Assignment
Look through the entries for the string "water" and copy every line where it shows up.

Supplied material
━━━━━━

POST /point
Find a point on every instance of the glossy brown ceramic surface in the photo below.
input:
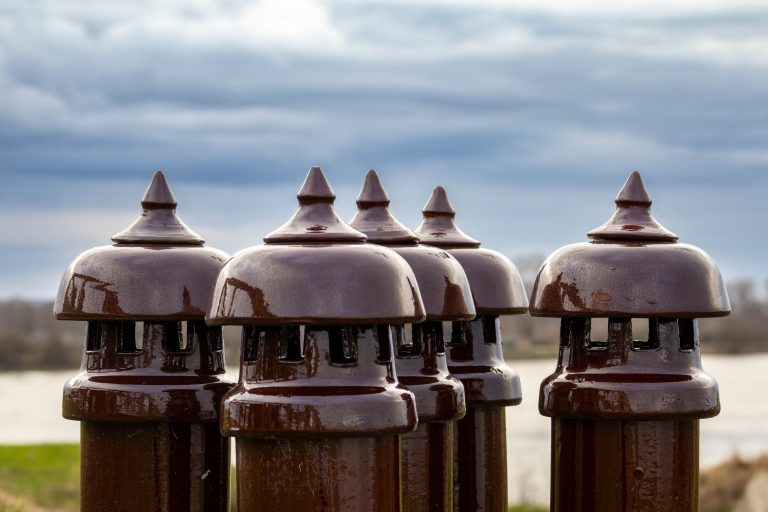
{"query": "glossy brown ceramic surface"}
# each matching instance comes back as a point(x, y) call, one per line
point(625, 411)
point(153, 373)
point(320, 272)
point(319, 474)
point(427, 467)
point(159, 466)
point(318, 406)
point(628, 466)
point(480, 461)
point(632, 267)
point(321, 390)
point(611, 375)
point(420, 359)
point(476, 359)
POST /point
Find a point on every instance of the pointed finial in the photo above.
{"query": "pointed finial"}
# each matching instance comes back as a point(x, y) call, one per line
point(316, 219)
point(439, 204)
point(316, 188)
point(158, 194)
point(438, 227)
point(633, 191)
point(158, 223)
point(374, 218)
point(372, 193)
point(632, 219)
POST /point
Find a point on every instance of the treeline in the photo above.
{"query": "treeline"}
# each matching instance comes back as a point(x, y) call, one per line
point(31, 339)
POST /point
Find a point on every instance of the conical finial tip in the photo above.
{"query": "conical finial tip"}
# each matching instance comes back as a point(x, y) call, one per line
point(158, 192)
point(372, 191)
point(439, 203)
point(316, 186)
point(634, 191)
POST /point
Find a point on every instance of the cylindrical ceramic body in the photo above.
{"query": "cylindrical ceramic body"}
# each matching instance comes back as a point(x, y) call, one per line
point(627, 465)
point(480, 460)
point(150, 438)
point(427, 467)
point(318, 474)
point(152, 374)
point(164, 467)
point(316, 420)
point(625, 412)
point(427, 453)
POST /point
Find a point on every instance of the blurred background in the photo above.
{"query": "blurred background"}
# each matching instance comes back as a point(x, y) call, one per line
point(531, 114)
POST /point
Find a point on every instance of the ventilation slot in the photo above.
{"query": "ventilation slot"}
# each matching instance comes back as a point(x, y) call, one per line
point(384, 343)
point(652, 339)
point(215, 339)
point(251, 336)
point(687, 328)
point(401, 339)
point(126, 343)
point(175, 339)
point(489, 329)
point(93, 337)
point(343, 345)
point(565, 333)
point(591, 326)
point(290, 344)
point(456, 333)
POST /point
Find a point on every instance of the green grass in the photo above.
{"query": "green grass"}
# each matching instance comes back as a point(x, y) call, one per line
point(49, 474)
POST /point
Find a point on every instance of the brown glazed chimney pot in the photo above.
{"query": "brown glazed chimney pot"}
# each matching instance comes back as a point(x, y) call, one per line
point(149, 413)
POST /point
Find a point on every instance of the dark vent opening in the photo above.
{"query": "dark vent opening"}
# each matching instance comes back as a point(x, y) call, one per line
point(652, 340)
point(175, 339)
point(215, 339)
point(383, 343)
point(457, 334)
point(591, 326)
point(565, 333)
point(93, 336)
point(489, 324)
point(290, 344)
point(138, 333)
point(126, 343)
point(250, 339)
point(343, 345)
point(402, 340)
point(687, 328)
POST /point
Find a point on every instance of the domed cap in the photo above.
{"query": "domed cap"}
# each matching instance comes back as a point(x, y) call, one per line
point(158, 223)
point(497, 288)
point(442, 282)
point(632, 219)
point(316, 269)
point(438, 227)
point(374, 218)
point(632, 267)
point(157, 269)
point(316, 219)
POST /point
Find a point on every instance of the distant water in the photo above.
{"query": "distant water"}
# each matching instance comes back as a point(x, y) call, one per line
point(31, 413)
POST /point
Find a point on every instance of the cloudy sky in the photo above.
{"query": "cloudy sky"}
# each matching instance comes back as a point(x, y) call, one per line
point(531, 116)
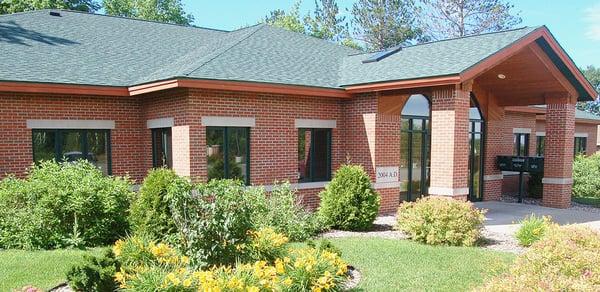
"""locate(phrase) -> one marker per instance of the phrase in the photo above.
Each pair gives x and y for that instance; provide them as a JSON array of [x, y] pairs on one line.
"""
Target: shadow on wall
[[11, 32]]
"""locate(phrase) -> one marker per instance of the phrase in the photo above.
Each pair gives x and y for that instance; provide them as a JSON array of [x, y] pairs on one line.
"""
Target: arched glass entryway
[[414, 148], [476, 138]]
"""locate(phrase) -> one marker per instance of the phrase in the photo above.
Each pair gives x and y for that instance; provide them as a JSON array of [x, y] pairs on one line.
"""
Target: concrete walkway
[[501, 214]]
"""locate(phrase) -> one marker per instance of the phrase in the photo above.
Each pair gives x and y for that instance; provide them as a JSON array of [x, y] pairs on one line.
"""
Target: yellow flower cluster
[[296, 269]]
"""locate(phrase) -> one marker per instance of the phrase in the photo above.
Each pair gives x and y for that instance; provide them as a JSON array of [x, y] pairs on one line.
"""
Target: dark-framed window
[[580, 146], [162, 154], [72, 145], [521, 142], [228, 153], [314, 154], [540, 145]]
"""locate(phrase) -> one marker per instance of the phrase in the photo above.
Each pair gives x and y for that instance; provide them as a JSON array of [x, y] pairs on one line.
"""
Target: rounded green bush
[[150, 210], [586, 176], [349, 201], [441, 221], [63, 205]]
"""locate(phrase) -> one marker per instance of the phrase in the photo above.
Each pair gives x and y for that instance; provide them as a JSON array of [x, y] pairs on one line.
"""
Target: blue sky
[[575, 23]]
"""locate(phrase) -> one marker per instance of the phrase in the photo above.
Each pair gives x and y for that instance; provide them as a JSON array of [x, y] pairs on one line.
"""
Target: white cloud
[[592, 17]]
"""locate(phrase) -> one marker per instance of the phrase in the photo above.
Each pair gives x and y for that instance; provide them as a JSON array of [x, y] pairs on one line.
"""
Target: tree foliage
[[457, 18], [327, 22], [13, 6], [381, 24], [593, 75], [289, 20], [169, 11]]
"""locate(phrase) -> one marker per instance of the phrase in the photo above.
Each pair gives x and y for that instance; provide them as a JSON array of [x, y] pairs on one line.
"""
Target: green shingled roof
[[81, 48]]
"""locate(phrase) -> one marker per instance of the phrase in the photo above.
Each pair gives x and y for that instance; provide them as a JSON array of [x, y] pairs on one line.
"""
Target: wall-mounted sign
[[387, 174]]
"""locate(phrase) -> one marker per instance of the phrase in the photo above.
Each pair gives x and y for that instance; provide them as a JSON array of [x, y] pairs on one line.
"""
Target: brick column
[[495, 135], [180, 137], [450, 142], [558, 156]]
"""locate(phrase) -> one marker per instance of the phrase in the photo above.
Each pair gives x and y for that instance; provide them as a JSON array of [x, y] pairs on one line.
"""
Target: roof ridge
[[452, 39], [257, 26], [115, 16]]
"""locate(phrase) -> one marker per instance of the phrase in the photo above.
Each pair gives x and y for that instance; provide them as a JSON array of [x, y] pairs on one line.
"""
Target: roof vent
[[380, 55]]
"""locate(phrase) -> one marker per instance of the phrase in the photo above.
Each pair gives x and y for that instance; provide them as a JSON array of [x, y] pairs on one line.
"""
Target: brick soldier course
[[136, 76]]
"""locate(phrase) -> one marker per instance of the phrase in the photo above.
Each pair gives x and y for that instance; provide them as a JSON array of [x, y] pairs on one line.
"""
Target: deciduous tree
[[169, 11], [381, 24], [13, 6]]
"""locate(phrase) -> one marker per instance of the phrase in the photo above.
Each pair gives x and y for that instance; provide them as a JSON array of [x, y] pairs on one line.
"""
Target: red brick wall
[[274, 140], [128, 152]]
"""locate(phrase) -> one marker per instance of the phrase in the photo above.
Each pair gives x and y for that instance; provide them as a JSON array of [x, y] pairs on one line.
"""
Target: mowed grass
[[592, 201], [402, 265], [385, 265], [43, 269]]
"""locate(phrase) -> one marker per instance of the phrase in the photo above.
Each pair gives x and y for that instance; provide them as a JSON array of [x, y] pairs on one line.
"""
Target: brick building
[[263, 104]]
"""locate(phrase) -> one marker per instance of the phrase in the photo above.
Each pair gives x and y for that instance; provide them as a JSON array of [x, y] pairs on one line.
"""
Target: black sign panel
[[520, 163]]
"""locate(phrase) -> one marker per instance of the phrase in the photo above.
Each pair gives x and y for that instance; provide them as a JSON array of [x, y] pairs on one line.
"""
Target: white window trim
[[313, 124], [160, 123], [71, 124], [521, 131], [214, 121]]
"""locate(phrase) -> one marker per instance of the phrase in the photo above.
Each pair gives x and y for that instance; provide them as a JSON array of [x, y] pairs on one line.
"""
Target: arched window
[[416, 105]]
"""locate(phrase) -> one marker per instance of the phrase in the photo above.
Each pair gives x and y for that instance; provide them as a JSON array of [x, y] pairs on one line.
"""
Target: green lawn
[[43, 269], [386, 265], [392, 265], [592, 201]]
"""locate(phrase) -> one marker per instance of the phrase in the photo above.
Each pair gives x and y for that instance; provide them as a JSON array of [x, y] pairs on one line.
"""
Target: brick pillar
[[450, 142], [494, 138], [180, 137], [387, 158], [558, 156]]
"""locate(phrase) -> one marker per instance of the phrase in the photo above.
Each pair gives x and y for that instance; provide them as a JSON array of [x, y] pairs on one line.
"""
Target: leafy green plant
[[586, 176], [150, 209], [441, 221], [349, 201], [532, 229], [266, 245], [567, 258], [282, 210], [63, 204], [213, 220], [95, 273]]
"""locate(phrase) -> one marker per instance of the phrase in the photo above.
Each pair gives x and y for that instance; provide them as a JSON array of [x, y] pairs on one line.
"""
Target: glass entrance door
[[414, 158], [475, 160], [476, 137]]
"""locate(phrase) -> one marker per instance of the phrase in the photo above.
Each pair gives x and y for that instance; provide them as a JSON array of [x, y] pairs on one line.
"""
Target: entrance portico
[[532, 71]]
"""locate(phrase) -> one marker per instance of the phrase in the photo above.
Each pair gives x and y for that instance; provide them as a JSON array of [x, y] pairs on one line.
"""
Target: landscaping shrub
[[565, 259], [532, 229], [150, 210], [282, 211], [213, 221], [586, 176], [63, 204], [441, 221], [349, 201], [95, 273], [265, 244]]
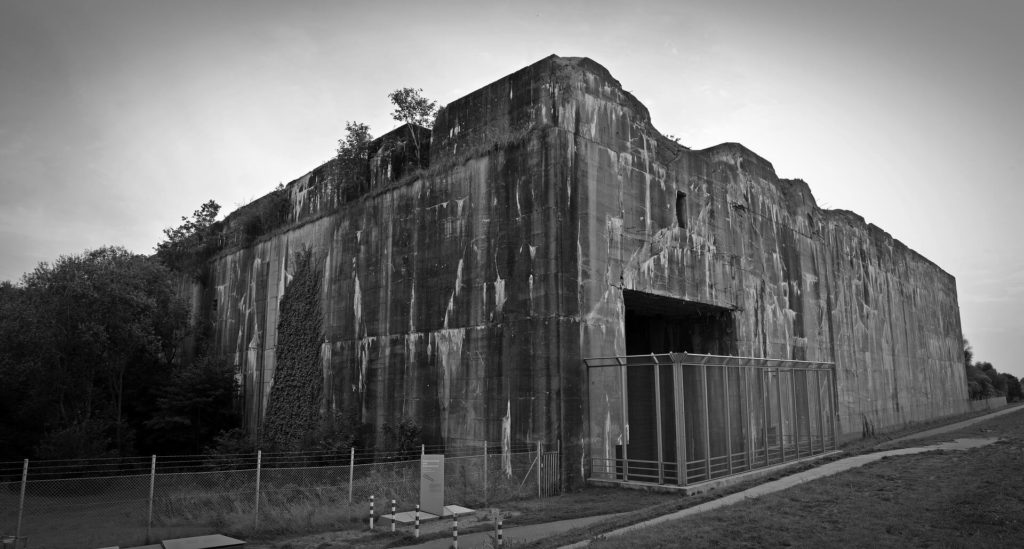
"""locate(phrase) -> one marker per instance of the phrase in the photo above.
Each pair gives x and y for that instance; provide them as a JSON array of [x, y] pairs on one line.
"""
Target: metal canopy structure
[[690, 418]]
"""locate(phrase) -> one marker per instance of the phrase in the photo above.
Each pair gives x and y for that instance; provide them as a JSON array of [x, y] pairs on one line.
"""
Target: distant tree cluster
[[89, 366], [984, 381]]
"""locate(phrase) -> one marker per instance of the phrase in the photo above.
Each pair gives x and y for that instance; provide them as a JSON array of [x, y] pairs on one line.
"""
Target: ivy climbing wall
[[464, 289]]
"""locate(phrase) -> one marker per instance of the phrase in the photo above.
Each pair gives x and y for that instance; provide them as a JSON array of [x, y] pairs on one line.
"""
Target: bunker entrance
[[692, 412], [656, 325]]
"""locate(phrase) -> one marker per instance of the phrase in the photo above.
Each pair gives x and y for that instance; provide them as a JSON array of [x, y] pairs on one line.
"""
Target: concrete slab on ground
[[826, 469], [409, 517], [216, 541]]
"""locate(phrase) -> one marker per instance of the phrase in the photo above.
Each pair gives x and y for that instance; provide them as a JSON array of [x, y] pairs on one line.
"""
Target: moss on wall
[[293, 410]]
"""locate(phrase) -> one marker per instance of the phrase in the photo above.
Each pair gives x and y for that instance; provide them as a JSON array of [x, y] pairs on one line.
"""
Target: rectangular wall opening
[[660, 325], [723, 416]]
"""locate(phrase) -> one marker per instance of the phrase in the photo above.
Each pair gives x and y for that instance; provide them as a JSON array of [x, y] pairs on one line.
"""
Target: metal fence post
[[259, 464], [153, 483], [20, 504], [351, 471]]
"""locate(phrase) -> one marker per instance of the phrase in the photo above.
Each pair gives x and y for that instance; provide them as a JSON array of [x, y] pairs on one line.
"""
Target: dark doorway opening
[[657, 325]]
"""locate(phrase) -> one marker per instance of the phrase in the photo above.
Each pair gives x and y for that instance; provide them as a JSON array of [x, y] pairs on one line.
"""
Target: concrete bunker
[[694, 412]]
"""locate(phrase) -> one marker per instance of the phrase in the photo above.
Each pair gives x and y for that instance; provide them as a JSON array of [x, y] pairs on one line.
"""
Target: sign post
[[432, 483]]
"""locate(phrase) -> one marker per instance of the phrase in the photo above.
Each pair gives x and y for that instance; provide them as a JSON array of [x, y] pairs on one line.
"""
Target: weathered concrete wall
[[464, 295], [803, 283]]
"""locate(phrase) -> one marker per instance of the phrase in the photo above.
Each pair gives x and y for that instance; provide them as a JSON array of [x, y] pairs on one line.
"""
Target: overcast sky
[[117, 118]]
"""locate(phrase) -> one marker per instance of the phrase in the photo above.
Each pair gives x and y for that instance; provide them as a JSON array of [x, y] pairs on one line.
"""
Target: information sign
[[432, 483]]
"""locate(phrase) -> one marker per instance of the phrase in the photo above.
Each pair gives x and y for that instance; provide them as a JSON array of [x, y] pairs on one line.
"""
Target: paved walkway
[[532, 533]]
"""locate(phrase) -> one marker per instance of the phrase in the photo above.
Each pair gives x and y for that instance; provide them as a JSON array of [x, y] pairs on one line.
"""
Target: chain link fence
[[133, 501]]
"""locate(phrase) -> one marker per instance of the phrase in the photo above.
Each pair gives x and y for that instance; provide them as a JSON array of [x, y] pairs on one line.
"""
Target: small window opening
[[681, 209]]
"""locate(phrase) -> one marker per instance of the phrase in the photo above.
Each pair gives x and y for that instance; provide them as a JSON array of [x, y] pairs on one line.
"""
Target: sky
[[117, 118]]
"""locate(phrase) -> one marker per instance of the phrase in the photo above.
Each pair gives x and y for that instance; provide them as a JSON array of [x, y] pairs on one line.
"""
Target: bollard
[[20, 505], [455, 532]]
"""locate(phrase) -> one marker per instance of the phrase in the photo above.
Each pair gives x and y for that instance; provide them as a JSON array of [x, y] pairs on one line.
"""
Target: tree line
[[91, 346], [983, 381]]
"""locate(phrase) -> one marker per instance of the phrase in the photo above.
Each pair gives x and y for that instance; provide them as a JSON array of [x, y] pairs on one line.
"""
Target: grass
[[946, 499]]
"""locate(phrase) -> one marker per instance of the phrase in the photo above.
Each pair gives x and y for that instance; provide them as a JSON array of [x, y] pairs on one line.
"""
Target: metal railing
[[690, 418], [132, 501]]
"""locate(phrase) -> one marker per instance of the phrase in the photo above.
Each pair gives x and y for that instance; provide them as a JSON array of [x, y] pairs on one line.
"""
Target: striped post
[[153, 481], [351, 470], [20, 503], [259, 465], [455, 532]]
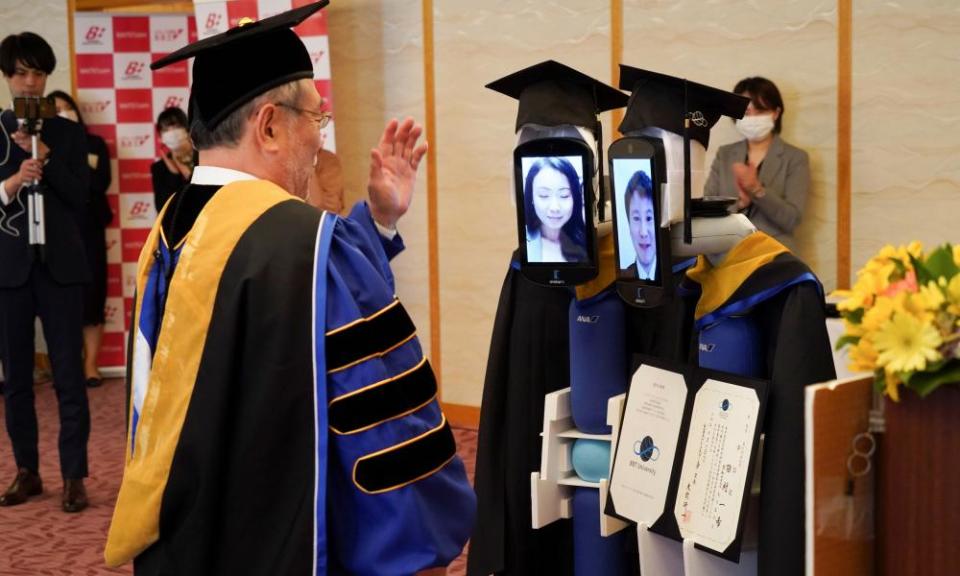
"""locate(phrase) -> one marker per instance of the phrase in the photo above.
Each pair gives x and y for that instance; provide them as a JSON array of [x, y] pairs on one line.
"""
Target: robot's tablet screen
[[637, 219], [554, 211]]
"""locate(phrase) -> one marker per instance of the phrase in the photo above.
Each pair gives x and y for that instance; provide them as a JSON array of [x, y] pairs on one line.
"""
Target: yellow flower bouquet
[[902, 319]]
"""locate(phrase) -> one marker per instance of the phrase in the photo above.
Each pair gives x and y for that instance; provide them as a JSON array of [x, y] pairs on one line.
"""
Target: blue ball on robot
[[591, 459]]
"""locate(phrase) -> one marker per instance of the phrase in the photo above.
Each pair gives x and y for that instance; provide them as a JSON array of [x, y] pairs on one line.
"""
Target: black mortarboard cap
[[679, 106], [662, 101], [551, 94], [233, 68]]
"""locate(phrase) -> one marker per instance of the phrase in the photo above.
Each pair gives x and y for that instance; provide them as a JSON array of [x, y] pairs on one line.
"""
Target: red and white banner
[[216, 16], [120, 99]]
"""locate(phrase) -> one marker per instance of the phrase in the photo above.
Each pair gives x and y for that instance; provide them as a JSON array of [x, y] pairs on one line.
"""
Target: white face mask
[[755, 128], [173, 139], [69, 115]]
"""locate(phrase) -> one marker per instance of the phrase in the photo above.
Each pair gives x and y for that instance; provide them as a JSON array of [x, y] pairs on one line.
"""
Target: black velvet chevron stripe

━━━━━━

Output of the exercise
Find a point on every instance of the distant water in the photo above.
{"query": "distant water"}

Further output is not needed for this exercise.